* _Document section_:
%%

Portuguese politician

Alberto Augusto Simões Souto Ratola (23 July 1888 – 23 October 1961), better known as Alberto Souto, was a Portuguese lawyer, historian, politician and archaeologist. He was a deputy to the National Constituent Assembly of 1911, director of the Aveiro Museum and president of the Aveiro City Council.

== Early life ==
Alberto Souto was born in Aradas, Aveiro, Portugal, on 23 July 1888. He was the son of Manuel Germano Simões Ratola and Rufina Amália da Gama Souto. Destined to a career as a presbyter, he enrolled in the Coimbra Seminary in 1898, at the age of ten. With an early penchant for writing, he started his collaboration with the press very early, writing articles for the newspapers A Vitalidade and Nauta. Having decided not to go to the priesthood, in 1905 he left the seminary and enrolled at the Liceu do Porto and then at the Liceu de Aveiro. He joined the republican student movements and in this last educational establishment, he was elected president of the academy.

%%

[Extracted data]
%%

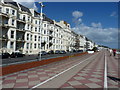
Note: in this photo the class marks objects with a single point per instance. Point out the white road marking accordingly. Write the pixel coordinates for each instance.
(105, 74)
(59, 74)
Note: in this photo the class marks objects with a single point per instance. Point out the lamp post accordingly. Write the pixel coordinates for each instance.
(41, 20)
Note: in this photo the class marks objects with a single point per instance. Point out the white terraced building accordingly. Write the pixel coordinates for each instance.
(21, 31)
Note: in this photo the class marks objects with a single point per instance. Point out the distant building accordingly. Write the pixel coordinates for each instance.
(21, 31)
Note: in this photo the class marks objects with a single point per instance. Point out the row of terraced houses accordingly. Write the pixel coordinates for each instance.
(20, 30)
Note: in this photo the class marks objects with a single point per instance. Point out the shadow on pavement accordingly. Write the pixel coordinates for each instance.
(114, 78)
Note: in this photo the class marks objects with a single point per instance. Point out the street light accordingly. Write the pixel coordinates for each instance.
(41, 19)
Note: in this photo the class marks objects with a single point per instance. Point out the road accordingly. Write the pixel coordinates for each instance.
(98, 70)
(30, 58)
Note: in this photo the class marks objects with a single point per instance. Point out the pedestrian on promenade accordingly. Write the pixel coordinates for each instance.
(110, 52)
(114, 52)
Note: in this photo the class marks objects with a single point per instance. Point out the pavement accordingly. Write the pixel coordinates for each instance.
(30, 58)
(86, 71)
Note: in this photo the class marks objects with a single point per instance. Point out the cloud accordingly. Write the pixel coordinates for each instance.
(28, 3)
(113, 14)
(77, 14)
(77, 17)
(106, 36)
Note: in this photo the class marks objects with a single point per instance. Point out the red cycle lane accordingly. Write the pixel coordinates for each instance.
(92, 76)
(28, 79)
(113, 77)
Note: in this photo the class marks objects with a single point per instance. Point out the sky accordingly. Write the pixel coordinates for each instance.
(96, 20)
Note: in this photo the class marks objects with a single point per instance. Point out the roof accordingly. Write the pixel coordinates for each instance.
(25, 9)
(58, 26)
(47, 19)
(36, 13)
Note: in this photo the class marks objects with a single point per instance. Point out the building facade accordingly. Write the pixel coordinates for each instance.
(21, 30)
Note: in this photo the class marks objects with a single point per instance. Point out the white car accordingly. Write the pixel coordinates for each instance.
(90, 52)
(118, 52)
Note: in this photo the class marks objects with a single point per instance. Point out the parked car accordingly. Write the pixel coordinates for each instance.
(17, 54)
(57, 52)
(4, 55)
(62, 52)
(51, 52)
(79, 50)
(42, 53)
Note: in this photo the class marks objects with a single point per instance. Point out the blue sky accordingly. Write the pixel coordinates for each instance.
(96, 20)
(92, 12)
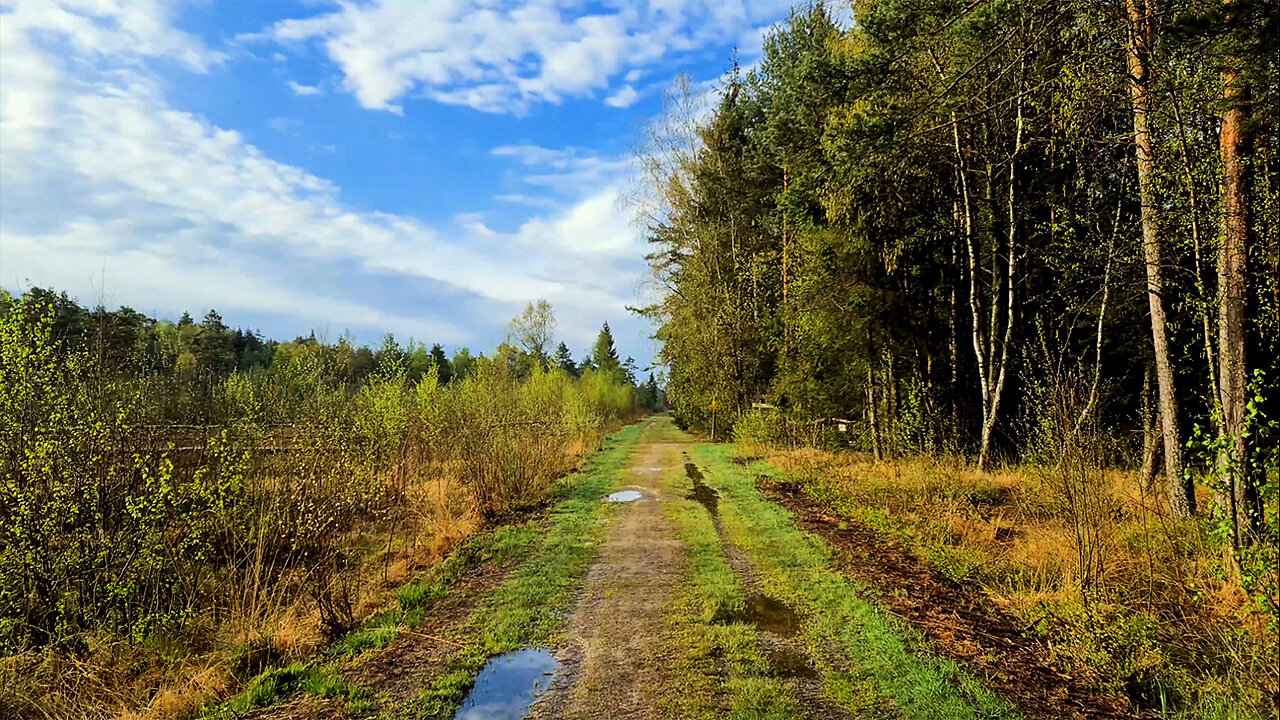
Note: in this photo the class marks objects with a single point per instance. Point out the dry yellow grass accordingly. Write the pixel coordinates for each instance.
(1159, 600)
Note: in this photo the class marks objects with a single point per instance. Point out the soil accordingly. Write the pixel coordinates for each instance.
(608, 660)
(959, 621)
(417, 656)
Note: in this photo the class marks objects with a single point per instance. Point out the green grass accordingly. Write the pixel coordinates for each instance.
(522, 611)
(868, 660)
(307, 678)
(716, 665)
(529, 607)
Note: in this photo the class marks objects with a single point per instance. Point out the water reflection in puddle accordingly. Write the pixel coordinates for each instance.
(508, 684)
(769, 615)
(625, 496)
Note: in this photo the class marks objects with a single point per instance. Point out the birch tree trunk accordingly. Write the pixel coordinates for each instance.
(1233, 294)
(1182, 499)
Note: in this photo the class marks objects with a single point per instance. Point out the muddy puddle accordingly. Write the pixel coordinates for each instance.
(790, 662)
(625, 496)
(508, 686)
(702, 492)
(769, 615)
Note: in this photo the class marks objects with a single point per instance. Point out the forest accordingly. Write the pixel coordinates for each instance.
(965, 405)
(174, 490)
(1033, 238)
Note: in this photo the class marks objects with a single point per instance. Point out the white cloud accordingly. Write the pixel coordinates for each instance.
(568, 171)
(104, 183)
(624, 98)
(528, 200)
(503, 55)
(305, 89)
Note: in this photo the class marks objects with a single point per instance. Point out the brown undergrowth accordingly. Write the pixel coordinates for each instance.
(1147, 613)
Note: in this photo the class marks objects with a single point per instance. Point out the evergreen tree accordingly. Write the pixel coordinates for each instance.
(443, 368)
(565, 360)
(604, 354)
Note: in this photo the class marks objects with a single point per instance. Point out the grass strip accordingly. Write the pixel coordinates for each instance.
(577, 496)
(881, 665)
(716, 665)
(529, 607)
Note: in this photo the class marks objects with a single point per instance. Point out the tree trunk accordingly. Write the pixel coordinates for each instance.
(1232, 292)
(1182, 499)
(1151, 436)
(871, 414)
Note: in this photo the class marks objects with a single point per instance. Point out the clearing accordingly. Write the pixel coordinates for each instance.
(670, 579)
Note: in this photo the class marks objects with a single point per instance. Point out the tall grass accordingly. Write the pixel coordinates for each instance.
(138, 551)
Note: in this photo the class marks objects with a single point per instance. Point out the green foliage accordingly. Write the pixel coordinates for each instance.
(117, 519)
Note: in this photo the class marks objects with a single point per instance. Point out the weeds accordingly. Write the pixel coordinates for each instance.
(137, 548)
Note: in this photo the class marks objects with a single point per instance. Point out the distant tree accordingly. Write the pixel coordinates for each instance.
(389, 356)
(417, 360)
(533, 329)
(604, 354)
(652, 393)
(443, 368)
(629, 369)
(565, 360)
(213, 346)
(462, 363)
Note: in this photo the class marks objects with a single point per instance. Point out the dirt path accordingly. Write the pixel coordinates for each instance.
(609, 657)
(700, 598)
(956, 620)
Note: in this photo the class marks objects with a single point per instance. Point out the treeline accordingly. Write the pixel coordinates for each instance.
(949, 218)
(196, 358)
(173, 493)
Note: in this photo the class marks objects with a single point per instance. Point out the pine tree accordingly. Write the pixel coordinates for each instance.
(563, 360)
(604, 354)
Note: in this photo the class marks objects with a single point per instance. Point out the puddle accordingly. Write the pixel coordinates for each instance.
(508, 684)
(787, 662)
(625, 496)
(702, 492)
(769, 615)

%%

* _Work to complete_:
- a) From the biography of Alberto Souto, please write out the passage starting with "Portuguese politician" and going on through "Aveiro City Council.".
- b) Continue the biography of Alberto Souto from the point where it stops.

* _Expected results_:
- a)
Portuguese politician

Alberto Augusto Simões Souto Ratola (23 July 1888 – 23 October 1961), better known as Alberto Souto, was a Portuguese lawyer, historian, politician and archaeologist. He was a deputy to the National Constituent Assembly of 1911, director of the Aveiro Museum and president of the Aveiro City Council.

- b)
Despite being only seventeen years old at the time, he was already deeply involved in this area, having strongly opposed the dictatorial government of João Franco, the so-called Francoist dictatorship, which was in force in the final years of the Portuguese Constitutional Monarchy. Alberto Souto joined the republican student movements early on. He already strongly opposed the Franco dictatorship that prevailed at the end of the monarchy. However, even during the first republic, he ended up being disillusioned with party politics, starting to devote more time to his other areas of interest, namely history (of which he left numerous writings), archaeology (with excavations carried out in different places of the region) and museology (he was director of the Aveiro Museum for several years, having created the respective Section for Prehistoric and Protohistorical Archeology), among others, such as geology, biology and photography. In politics, he held several positions, among them the deputy (he was the second youngest deputy in the Constituent Assembly that drafted the Constitution, after the proclamation of the Republic) and the president of the Municipality of Aveiro.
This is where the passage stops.